From the rugged moors of the Andean highlands, to the tropical Caribbean lowlands, agriculture in Colombia reflects the diversity of its landscapes and climates.

Rich in natural resources and the second-most biodiverse country in the world, the country's economic fortunes are rapidly improving. But inequality is increasing and rural life is tough: some 57 per cent of farmers own just two per cent of the land, and there are nearly 1 million landless rural workers. This, combined with poor land management and a long-running civil war now closely linked to the drugs trade, has left the country visibly scarred and its rural areas struggling to develop.


The second-largest coffee producer in the world, some 20 per cent of all cultivated land in Colombia is dedicated to growing mild Arabica beans, mostly for export. Although small scale, with an average farm size of just 1.2 ha, coffee production employs around a quarter of all agricultural labour and is a major source of income in many rural areas.

Colombia is also the world's second-largest exporter of cut flowers after the Netherlands, with an industry worth around US$1 billion per year. Bananas are another major export crop, produced in the country's tropical lowlands.

• **Goals**:
a) Can you reproduce the passage on Colombian agriculture word for word, from "The second-largest coffee" to "many rural areas."?
b) How many lines in the records contain the string "instances"? Count them and give only the number.
The passage on Colombian agriculture has no connection to the records.

• **Extracted material**:
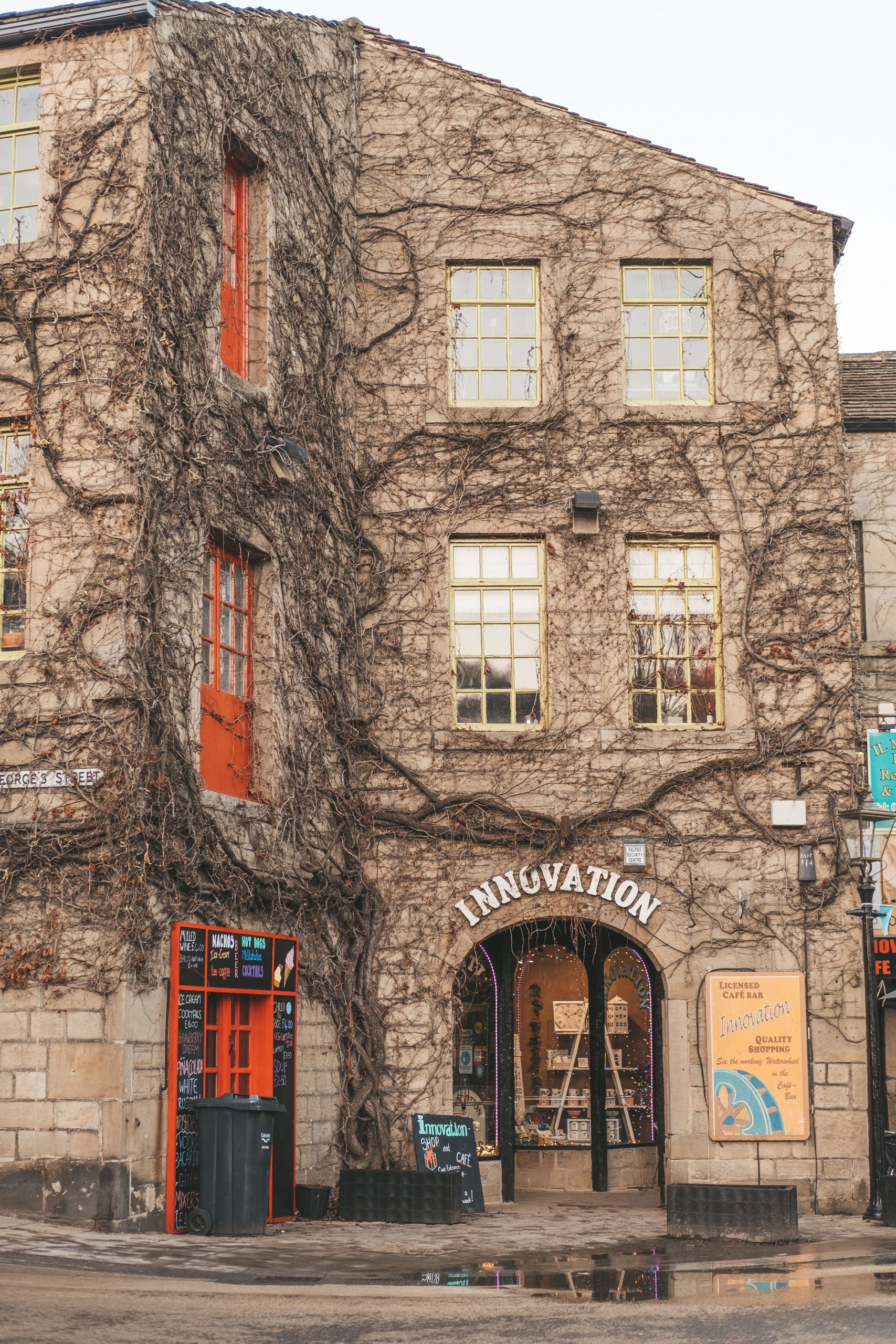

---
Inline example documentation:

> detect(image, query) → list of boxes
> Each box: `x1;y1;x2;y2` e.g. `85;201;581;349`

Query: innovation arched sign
454;863;661;926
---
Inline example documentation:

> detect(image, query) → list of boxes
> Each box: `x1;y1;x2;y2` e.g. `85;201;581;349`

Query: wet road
0;1265;896;1344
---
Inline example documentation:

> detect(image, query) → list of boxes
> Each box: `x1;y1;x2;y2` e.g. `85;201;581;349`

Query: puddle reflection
406;1251;896;1303
413;1257;672;1303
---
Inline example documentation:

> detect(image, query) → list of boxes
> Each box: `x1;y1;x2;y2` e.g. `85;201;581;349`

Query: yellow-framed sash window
622;265;713;406
447;266;541;406
0;70;40;243
450;539;547;732
0;423;31;660
627;540;723;729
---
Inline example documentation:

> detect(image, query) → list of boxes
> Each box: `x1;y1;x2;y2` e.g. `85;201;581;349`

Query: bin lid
185;1093;286;1114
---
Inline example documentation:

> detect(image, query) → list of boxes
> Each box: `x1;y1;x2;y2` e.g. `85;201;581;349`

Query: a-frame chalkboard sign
411;1116;485;1214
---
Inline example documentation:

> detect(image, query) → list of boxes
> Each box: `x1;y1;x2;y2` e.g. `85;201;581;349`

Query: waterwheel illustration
712;1068;785;1137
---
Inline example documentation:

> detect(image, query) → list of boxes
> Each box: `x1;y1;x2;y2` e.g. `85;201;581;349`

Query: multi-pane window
199;545;252;799
627;540;723;729
449;266;541;406
0;426;31;657
622;266;712;403
0;71;40;243
450;540;545;729
220;154;250;377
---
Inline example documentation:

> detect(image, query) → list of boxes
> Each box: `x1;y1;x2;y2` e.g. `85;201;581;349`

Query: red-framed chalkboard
165;923;298;1233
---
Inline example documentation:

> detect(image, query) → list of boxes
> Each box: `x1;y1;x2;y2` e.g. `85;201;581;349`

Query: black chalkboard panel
413;1116;485;1214
207;929;274;989
178;927;206;985
175;989;206;1227
271;994;296;1217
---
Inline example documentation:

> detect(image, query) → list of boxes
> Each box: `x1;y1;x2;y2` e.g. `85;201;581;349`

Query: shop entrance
165;923;298;1233
452;921;663;1200
204;993;273;1097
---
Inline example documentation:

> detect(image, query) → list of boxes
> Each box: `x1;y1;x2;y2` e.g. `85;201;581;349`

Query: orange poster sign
707;970;809;1142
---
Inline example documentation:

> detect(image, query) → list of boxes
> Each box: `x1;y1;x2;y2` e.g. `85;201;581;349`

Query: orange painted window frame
220;154;250;377
199;542;254;799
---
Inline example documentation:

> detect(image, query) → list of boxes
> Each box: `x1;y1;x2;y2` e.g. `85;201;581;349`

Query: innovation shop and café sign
454;863;661;925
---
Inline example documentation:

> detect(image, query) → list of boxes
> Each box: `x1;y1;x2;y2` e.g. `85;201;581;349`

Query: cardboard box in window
553;999;588;1034
607;994;629;1036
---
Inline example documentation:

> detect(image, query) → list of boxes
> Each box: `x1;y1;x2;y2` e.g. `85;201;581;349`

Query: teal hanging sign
868;731;896;828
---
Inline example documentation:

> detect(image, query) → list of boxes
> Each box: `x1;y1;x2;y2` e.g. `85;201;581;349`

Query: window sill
426;402;544;425
202;789;270;821
218;359;267;402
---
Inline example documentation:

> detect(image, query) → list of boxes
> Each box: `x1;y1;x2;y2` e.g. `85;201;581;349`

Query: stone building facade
0;0;868;1227
841;351;896;1129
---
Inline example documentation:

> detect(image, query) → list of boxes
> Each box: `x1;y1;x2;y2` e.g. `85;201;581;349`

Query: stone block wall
296;992;341;1185
0;986;165;1228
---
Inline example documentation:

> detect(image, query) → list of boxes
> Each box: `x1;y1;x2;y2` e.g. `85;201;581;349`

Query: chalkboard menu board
271;994;296;1217
413;1116;485;1214
165;925;298;1233
178;926;206;986
175;989;206;1227
208;929;274;989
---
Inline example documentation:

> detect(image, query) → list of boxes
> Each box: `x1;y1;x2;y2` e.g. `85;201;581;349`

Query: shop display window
452;948;498;1157
513;943;591;1148
603;948;656;1148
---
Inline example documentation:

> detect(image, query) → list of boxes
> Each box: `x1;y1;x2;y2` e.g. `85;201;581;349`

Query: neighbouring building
0;0;886;1230
841;351;896;1129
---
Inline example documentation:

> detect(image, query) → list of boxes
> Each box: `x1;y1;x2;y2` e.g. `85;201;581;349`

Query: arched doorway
452;919;663;1200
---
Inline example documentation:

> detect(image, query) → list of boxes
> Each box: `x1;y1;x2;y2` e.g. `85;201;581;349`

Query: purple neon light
478;943;498;1148
619;943;657;1138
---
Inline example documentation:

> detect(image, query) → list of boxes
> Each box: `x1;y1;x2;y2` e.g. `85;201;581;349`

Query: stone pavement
0;1191;896;1285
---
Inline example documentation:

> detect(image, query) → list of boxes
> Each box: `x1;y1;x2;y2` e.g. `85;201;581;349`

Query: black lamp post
841;793;893;1222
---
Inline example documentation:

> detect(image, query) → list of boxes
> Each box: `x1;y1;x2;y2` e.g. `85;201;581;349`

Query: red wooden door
204;994;273;1097
220;156;248;377
199;545;252;799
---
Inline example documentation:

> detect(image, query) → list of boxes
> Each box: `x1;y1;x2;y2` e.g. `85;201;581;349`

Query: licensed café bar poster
707;970;809;1142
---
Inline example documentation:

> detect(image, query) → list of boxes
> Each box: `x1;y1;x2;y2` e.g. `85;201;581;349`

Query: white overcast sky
10;0;896;351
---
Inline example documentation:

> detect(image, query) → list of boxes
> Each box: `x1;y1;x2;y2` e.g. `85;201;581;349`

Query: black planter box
881;1176;896;1227
666;1185;799;1242
296;1185;331;1219
339;1167;462;1223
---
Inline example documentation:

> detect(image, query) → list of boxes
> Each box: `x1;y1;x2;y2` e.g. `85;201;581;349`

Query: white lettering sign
0;768;103;789
454;863;661;925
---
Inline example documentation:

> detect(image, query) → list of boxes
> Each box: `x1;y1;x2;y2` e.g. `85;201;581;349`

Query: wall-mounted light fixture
572;490;600;536
265;434;308;481
622;836;648;872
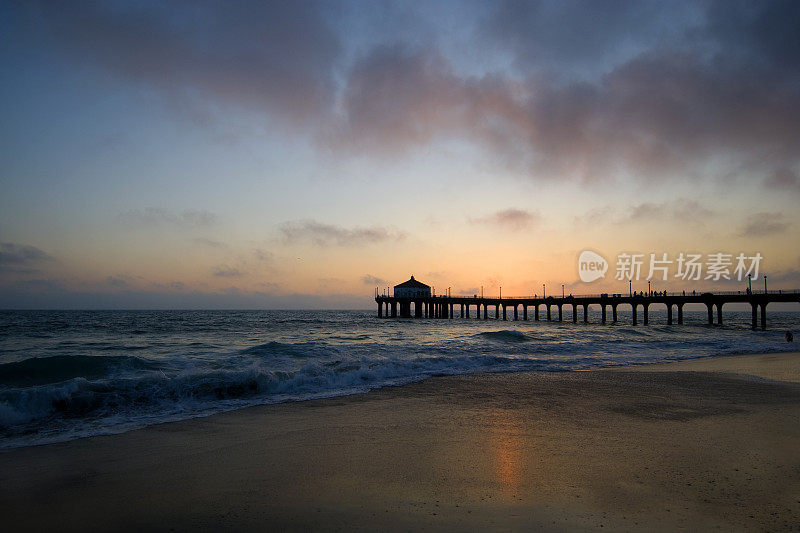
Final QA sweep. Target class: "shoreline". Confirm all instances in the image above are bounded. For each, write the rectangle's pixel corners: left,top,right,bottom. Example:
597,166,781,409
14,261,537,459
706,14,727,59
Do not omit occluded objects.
0,352,800,531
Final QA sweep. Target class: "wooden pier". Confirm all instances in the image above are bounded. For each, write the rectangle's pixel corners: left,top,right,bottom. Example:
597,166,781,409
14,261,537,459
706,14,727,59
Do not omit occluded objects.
375,290,800,330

• **Per-task answers**:
a)
The second-largest coffee producer in the world, some 20 per cent of all cultivated land in Colombia is dedicated to growing mild Arabica beans, mostly for export. Although small scale, with an average farm size of just 1.2 ha, coffee production employs around a quarter of all agricultural labour and is a major source of income in many rural areas.

b) 2